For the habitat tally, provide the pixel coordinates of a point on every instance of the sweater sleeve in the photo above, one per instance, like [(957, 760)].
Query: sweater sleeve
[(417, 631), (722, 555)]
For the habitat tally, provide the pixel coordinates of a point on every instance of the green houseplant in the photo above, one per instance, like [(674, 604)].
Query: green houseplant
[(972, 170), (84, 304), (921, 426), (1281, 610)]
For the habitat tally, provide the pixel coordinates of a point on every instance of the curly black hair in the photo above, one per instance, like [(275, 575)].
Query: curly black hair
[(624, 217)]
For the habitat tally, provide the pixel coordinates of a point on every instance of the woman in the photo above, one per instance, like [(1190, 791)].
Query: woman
-=-=-=-=-
▸ **EXERCISE PROMPT**
Rewrite the lines above as a numbered list, one line per item, and leave out any blank lines.

▸ **SOLUTION FOR THIS EXERCISE**
1. For the habitat tally, provide the pixel coordinates of a point on every instance of the sweater sleeve in the photo above, one per instance, like [(957, 760)].
2. Query: sweater sleeve
3. [(417, 631), (722, 555)]
4. For the habitat tally, provide the pixel coordinates of a point on every instance of the green houseplant in the photo above, one per instance, like [(674, 604)].
5. Query: green houseplant
6. [(972, 170), (84, 304), (921, 426), (1281, 610)]
7. For the habitat tally, provide the pixel coordinates of a point on every instance of the curly black hair in the photo above, one per instance, like [(275, 575)].
8. Query: curly black hair
9. [(624, 217)]
10. For the habitat tally, provide the pixel coordinates of a point on every instance of the woman in the photo above, one per instance, like [(1190, 791)].
11. Query: woman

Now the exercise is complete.